[Saved entries]
-------------------------

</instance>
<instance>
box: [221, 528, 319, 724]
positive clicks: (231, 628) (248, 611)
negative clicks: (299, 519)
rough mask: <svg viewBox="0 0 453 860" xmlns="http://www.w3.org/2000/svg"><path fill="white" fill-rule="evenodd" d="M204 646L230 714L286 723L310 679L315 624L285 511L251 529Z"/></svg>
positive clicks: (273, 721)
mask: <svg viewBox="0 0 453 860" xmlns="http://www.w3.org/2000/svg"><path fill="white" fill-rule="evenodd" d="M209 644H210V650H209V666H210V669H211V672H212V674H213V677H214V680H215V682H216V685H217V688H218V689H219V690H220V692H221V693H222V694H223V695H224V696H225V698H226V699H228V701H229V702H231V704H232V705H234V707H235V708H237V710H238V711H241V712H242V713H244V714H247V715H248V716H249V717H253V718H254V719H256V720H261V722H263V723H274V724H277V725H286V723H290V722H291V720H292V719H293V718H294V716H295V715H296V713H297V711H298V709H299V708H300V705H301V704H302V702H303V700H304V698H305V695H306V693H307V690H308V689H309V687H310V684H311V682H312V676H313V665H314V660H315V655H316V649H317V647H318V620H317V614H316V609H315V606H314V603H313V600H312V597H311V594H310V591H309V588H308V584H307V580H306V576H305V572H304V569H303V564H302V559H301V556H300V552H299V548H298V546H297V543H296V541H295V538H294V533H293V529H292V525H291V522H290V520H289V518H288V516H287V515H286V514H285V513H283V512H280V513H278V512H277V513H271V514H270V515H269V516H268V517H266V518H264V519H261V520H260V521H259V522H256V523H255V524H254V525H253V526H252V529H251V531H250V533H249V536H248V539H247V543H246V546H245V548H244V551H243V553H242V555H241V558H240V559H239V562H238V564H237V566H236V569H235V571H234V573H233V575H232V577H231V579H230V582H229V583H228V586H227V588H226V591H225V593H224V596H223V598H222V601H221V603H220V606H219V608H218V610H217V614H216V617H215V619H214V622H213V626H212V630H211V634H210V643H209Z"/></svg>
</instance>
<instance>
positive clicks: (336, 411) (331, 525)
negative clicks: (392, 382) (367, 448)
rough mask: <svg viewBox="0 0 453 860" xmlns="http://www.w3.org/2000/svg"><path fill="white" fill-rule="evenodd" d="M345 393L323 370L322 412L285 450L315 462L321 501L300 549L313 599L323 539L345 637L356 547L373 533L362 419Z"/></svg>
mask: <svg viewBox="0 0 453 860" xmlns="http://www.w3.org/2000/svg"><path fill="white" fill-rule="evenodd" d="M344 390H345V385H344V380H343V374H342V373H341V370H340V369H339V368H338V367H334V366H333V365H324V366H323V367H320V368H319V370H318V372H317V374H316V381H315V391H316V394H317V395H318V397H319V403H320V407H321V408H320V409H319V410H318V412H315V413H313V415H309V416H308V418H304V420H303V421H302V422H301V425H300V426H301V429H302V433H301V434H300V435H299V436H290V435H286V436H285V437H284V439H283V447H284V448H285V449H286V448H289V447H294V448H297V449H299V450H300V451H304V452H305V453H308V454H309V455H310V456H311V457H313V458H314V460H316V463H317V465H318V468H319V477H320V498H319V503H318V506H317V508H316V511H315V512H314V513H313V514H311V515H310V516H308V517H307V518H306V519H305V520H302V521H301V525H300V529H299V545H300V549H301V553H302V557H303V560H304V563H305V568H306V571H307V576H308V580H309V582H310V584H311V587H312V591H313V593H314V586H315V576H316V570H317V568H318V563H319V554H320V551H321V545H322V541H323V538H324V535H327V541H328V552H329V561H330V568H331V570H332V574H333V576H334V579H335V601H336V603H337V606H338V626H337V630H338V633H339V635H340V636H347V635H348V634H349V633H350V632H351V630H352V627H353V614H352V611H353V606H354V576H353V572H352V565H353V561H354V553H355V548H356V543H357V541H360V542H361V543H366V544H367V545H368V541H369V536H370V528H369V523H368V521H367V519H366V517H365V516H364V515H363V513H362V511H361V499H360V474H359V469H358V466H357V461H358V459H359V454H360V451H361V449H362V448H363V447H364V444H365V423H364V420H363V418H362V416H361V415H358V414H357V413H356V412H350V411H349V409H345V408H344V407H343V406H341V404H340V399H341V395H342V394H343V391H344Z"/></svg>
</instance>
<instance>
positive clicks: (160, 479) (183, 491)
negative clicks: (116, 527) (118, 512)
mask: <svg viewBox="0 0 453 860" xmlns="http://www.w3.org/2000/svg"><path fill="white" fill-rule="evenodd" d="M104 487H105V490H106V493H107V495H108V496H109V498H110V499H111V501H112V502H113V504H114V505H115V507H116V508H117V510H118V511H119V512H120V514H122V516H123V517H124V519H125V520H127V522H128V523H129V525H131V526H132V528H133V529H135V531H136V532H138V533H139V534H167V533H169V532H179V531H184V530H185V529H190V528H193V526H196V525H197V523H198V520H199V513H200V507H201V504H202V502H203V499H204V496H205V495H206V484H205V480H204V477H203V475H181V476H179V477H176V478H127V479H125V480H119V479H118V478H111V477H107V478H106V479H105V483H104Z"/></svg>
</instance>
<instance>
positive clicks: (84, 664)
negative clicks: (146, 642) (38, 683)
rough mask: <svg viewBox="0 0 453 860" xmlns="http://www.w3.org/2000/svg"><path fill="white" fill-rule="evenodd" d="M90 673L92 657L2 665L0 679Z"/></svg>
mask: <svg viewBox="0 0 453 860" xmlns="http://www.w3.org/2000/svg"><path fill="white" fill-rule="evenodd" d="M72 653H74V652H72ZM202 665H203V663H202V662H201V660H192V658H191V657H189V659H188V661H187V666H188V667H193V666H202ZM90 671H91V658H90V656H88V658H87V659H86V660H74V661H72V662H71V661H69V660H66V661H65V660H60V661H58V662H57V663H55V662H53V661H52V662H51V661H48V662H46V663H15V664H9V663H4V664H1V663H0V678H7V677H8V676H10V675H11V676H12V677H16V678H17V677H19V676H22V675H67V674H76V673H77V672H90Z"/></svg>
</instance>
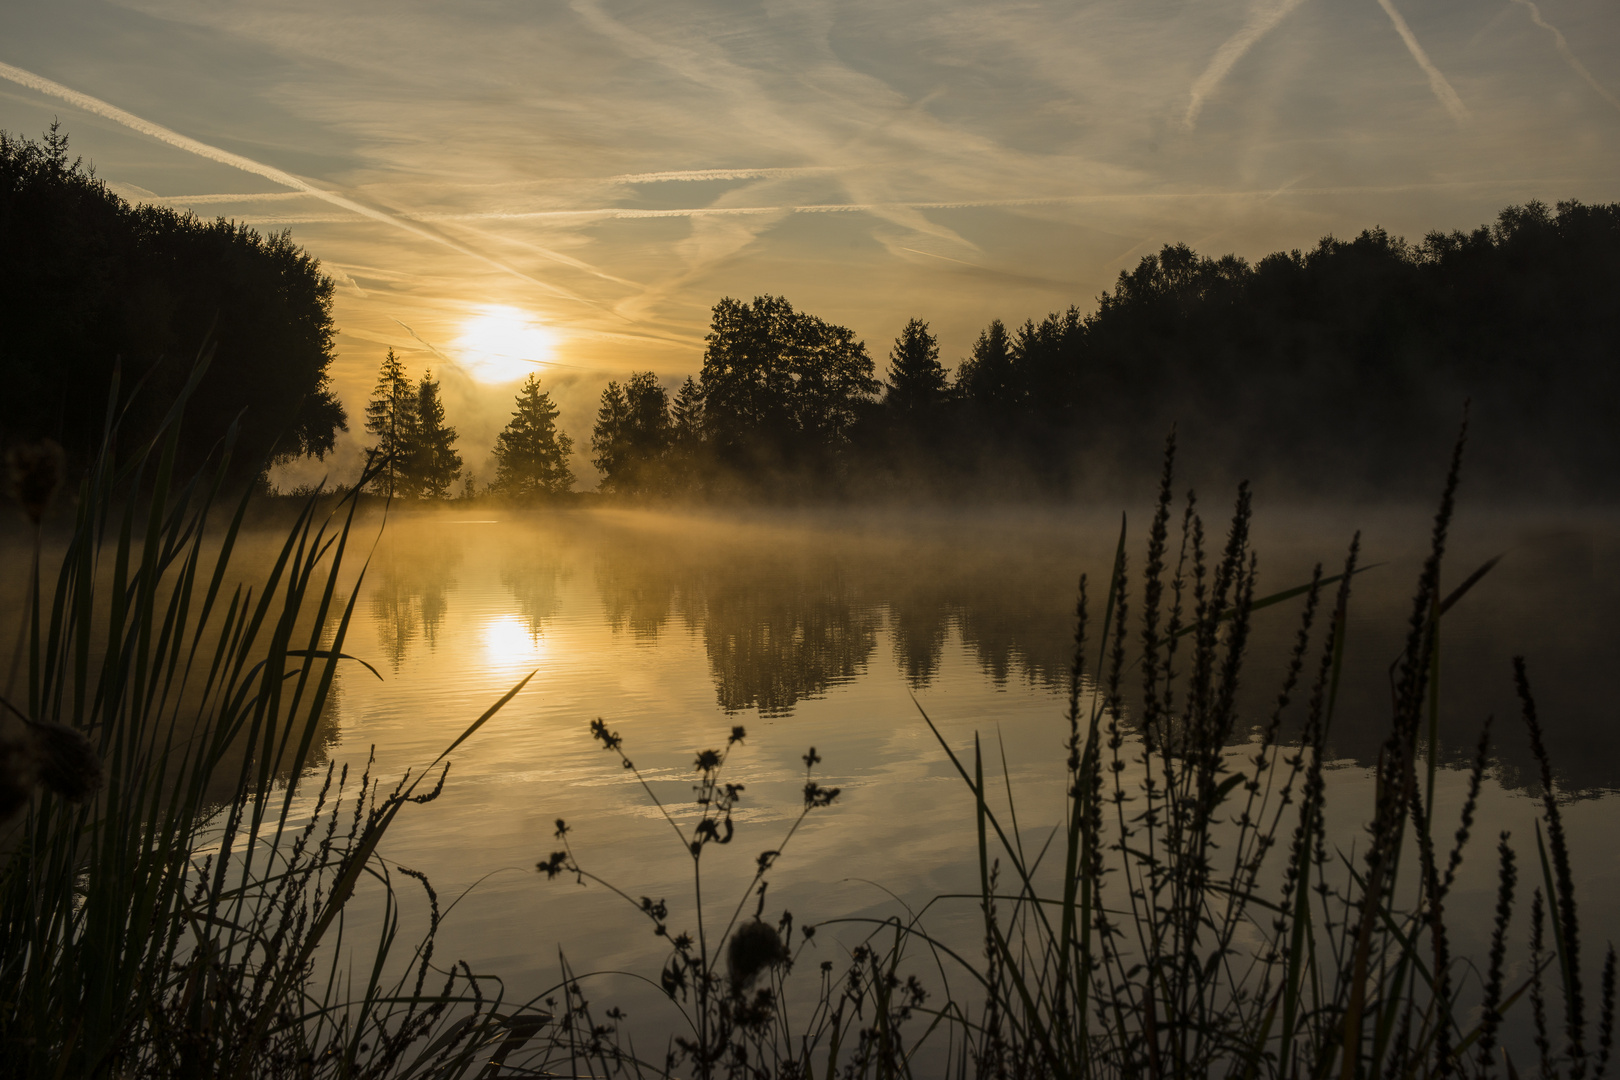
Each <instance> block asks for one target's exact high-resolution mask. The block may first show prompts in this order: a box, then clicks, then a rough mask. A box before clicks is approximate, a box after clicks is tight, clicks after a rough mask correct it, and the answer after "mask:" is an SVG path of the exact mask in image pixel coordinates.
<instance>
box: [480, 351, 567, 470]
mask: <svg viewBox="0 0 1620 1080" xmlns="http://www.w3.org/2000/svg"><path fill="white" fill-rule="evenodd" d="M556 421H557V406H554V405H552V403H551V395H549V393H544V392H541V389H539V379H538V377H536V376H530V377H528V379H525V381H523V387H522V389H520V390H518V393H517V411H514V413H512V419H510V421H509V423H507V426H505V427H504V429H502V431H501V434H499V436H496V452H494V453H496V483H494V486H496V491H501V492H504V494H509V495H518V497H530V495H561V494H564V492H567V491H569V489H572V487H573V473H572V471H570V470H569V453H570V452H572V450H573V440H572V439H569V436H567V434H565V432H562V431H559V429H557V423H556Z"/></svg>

-------------------------

HOW TO COMPLETE THIS TASK - Each record above needs to be copied exactly, with images left out.

SOLUTION TO THIS PROBLEM -
</instance>
<instance>
box: [221, 528, 319, 724]
positive clicks: (231, 628) (248, 611)
negative clicks: (299, 519)
rough mask: <svg viewBox="0 0 453 860" xmlns="http://www.w3.org/2000/svg"><path fill="white" fill-rule="evenodd" d="M204 646L230 714L286 723L310 679L315 624L285 511L251 529Z"/></svg>
positive clicks: (273, 721)
mask: <svg viewBox="0 0 453 860" xmlns="http://www.w3.org/2000/svg"><path fill="white" fill-rule="evenodd" d="M209 644H210V650H209V666H210V669H211V672H212V674H213V677H214V680H215V682H216V685H217V688H218V689H219V690H220V692H221V693H222V694H223V695H224V696H225V698H226V699H228V701H229V702H231V704H232V705H234V707H235V708H237V710H238V711H241V712H242V713H244V714H247V715H248V716H249V717H253V718H254V719H256V720H261V722H263V723H274V724H277V725H286V723H290V722H291V720H292V719H293V718H294V716H295V715H296V713H297V711H298V709H299V708H300V705H301V704H302V702H303V700H304V698H305V695H306V693H307V690H308V689H309V687H310V684H311V682H312V676H313V665H314V660H315V655H316V649H317V647H318V620H317V614H316V609H315V606H314V603H313V600H312V597H311V594H310V591H309V588H308V584H307V580H306V576H305V572H304V569H303V564H302V559H301V556H300V552H299V548H298V546H297V543H296V541H295V538H294V533H293V529H292V525H291V522H290V520H289V518H288V516H287V515H286V514H285V513H283V512H280V513H278V512H277V513H271V514H270V515H269V516H268V517H266V518H264V519H261V520H260V521H259V522H256V523H255V524H254V525H253V526H252V529H251V531H250V533H249V536H248V539H247V543H246V546H245V548H244V551H243V553H242V555H241V558H240V559H239V562H238V564H237V566H236V569H235V571H234V573H233V575H232V577H231V579H230V582H229V583H228V586H227V588H226V591H225V593H224V596H223V598H222V601H221V603H220V606H219V608H218V610H217V614H216V617H215V619H214V622H213V626H212V630H211V634H210V643H209Z"/></svg>
</instance>
<instance>
positive clicks: (336, 411) (331, 525)
negative clicks: (392, 382) (367, 448)
rough mask: <svg viewBox="0 0 453 860" xmlns="http://www.w3.org/2000/svg"><path fill="white" fill-rule="evenodd" d="M345 393L323 370L322 412L285 450L315 462L321 501L300 549L313 599L323 539L345 637L356 547L373 533L362 419Z"/></svg>
mask: <svg viewBox="0 0 453 860" xmlns="http://www.w3.org/2000/svg"><path fill="white" fill-rule="evenodd" d="M344 390H345V385H344V380H343V374H342V373H341V370H340V369H339V368H338V367H334V366H333V365H324V366H323V367H320V368H319V370H318V372H317V374H316V381H315V391H316V394H317V395H318V397H319V403H320V407H321V408H320V409H319V410H318V412H315V413H313V415H309V416H308V418H304V420H303V421H302V422H301V425H300V426H301V429H302V433H301V434H300V435H299V436H290V435H286V436H285V437H284V439H283V447H284V448H285V449H286V448H289V447H294V448H297V449H299V450H300V451H304V452H305V453H308V454H309V455H310V456H311V457H313V458H314V460H316V463H317V465H318V468H319V477H320V498H319V503H318V506H317V508H316V511H315V512H314V513H313V514H311V515H310V516H308V517H307V518H306V519H305V520H302V521H301V525H300V529H299V545H300V549H301V553H302V557H303V560H304V563H305V568H306V571H307V576H308V580H309V582H310V584H311V587H312V591H313V593H314V586H315V576H316V570H317V568H318V563H319V554H320V551H321V545H322V541H323V538H324V535H327V541H328V552H329V561H330V568H331V570H332V574H333V576H334V579H335V601H336V603H337V606H338V626H337V630H338V633H339V635H340V636H347V635H348V634H349V633H350V632H351V630H352V627H353V614H352V611H353V606H354V576H353V572H352V565H353V561H354V553H355V548H356V543H357V541H360V542H361V543H366V544H367V545H368V541H369V536H370V528H369V523H368V521H367V519H366V517H365V516H364V515H363V513H362V511H361V499H360V474H359V469H358V466H357V461H358V459H359V454H360V451H361V449H362V448H363V447H364V444H365V423H364V420H363V418H362V416H361V415H358V414H357V413H356V412H350V411H349V409H345V408H344V407H343V406H341V404H340V399H341V395H342V394H343V391H344Z"/></svg>
</instance>
<instance>
positive clicks: (160, 479) (183, 491)
negative clicks: (116, 527) (118, 512)
mask: <svg viewBox="0 0 453 860" xmlns="http://www.w3.org/2000/svg"><path fill="white" fill-rule="evenodd" d="M104 487H105V490H106V493H107V495H108V496H109V498H110V499H111V501H112V502H113V504H114V505H115V507H116V508H117V510H118V511H119V512H120V514H122V516H123V517H124V519H125V520H127V522H128V523H129V525H131V526H132V528H133V529H135V531H136V532H138V533H139V534H167V533H169V532H179V531H184V530H185V529H190V528H193V526H196V525H197V523H198V520H199V513H200V507H201V504H202V502H203V499H204V496H205V495H206V484H205V480H204V477H203V475H181V476H179V477H176V478H127V479H125V480H119V479H118V478H111V477H107V478H106V479H105V483H104Z"/></svg>
</instance>
<instance>
positive clicks: (84, 664)
negative clicks: (146, 642) (38, 683)
rough mask: <svg viewBox="0 0 453 860" xmlns="http://www.w3.org/2000/svg"><path fill="white" fill-rule="evenodd" d="M90 673L92 657L2 665L0 679Z"/></svg>
mask: <svg viewBox="0 0 453 860" xmlns="http://www.w3.org/2000/svg"><path fill="white" fill-rule="evenodd" d="M72 653H74V652H72ZM202 665H203V663H202V662H201V660H192V658H191V657H189V659H188V661H187V666H188V667H193V666H202ZM90 671H91V658H90V656H88V658H87V659H86V660H74V661H72V662H71V661H69V660H66V661H65V660H60V661H58V662H57V663H55V662H53V661H52V662H51V661H48V662H46V663H15V664H9V663H4V664H1V663H0V678H7V677H8V676H10V675H11V676H12V677H16V678H17V677H19V676H22V675H67V674H76V673H77V672H90Z"/></svg>
</instance>
Each <instance> block asks for one target's exact high-resolution mask. The block may first show prompts in this order: a box, then clicks, then a rough mask. A box before clicks is approximate, a box after clicks is tight, clicks after a rough mask correct it, and the answer after "mask:" is an SVG path of the exact mask in image pixel coordinates.
<instance>
box: [480, 351, 567, 470]
mask: <svg viewBox="0 0 1620 1080" xmlns="http://www.w3.org/2000/svg"><path fill="white" fill-rule="evenodd" d="M556 421H557V406H554V405H552V403H551V395H549V393H544V392H541V389H539V379H538V377H536V376H530V377H528V379H525V381H523V387H522V389H520V390H518V393H517V411H514V413H512V419H510V421H509V423H507V426H505V427H504V429H502V431H501V434H499V436H496V452H494V453H496V483H494V486H496V491H501V492H504V494H509V495H518V497H530V495H561V494H564V492H567V491H569V489H572V487H573V473H572V471H570V470H569V453H570V452H572V450H573V440H572V439H569V436H567V434H565V432H562V431H559V429H557V423H556Z"/></svg>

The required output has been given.